Brano di lettura>
****************************************

È sacrosanto che i gay e le lesbiche rivendichino la loro diversità, è giusto che le coppie vedano riconosciuti anche a livello normativo i propri diritti. Ma è triste dal mio punto di vista che un omosessuale non cerchi di vivere completamente la sua originalità, ma invece si affanni ad essere simile, se non uguale, agli eterosessuali. Come è triste quando, per essere libera ed emancipata, una donna deve assomigliare a un uomo; come è avvilente pensare che un africano per entrare nel mondo civile deve essere simile a un europeo bianco; e come è penoso vedere un disabile inseguire vanamente la normalità.
Ciò non significa che donne, neri, disabili, diversi (categorie che ho usato solo come esempio) non debbano avere gli stessi diritti dei cosiddetti normali. Devono essere però se stessi, non sbiadite controfigure disegnate dalla mentalità dominante.
Piergiorgio Cattani
La verità dei bambini
Mia figlia Isabella è sempre stata una bambina curiosa ed io sempre alle prese con un nuovo “perché”, impegnativo, a volte inspiegabile. Leggendo l’articolo di Marta Faita il collegamento è arrivato automatico. Ho immaginato che Isabella mi interrogasse in merito ad una fantomatica compagna di classe con due papà e nessuna mamma. Più facile forse due mamme e nessun papà. Allora vediamo: avrei dovuto argomentare che la realtà non era come le avevamo insegnato in famiglia, a scuola, ovunque, ossia che in natura esistono una mamma un papà e la prole. E già questo passaggio non sarebbe stato facile, senza cadere in contraddizione.

****************************************

Consegna>
Per favore, indica se ciascuna affermazione concorda con il brano, rispondendo sì o no e citando tra virgolette le parole del brano che lo stabiliscono.
1. Chi scrive ritiene giusto che alle coppie siano riconosciuti i propri diritti anche a livello normativo.
2. Chi scrive sostiene che donne, neri e disabili non debbano avere gli stessi diritti dei cosiddetti normali.
3. Nella parte intitolata «La verità dei bambini», Isabella ha davvero chiesto spiegazioni su una compagna di classe con due papà.
Per rispondere basati soltanto sul brano.

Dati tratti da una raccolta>
****************************************

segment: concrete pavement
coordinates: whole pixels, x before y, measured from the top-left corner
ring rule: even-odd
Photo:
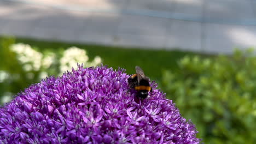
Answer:
[[[0,0],[0,35],[232,52],[256,46],[255,0]]]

****************************************

Soluzione>
1. Sì: «è giusto che le coppie vedano riconosciuti anche a livello normativo i propri diritti».
2. No: «Ciò non significa che donne, neri, disabili, diversi (categorie che ho usato solo come esempio) non debbano avere gli stessi diritti dei cosiddetti normali.»
3. No: «Ho immaginato che Isabella mi interrogasse in merito ad una fantomatica compagna di classe con due papà e nessuna mamma.»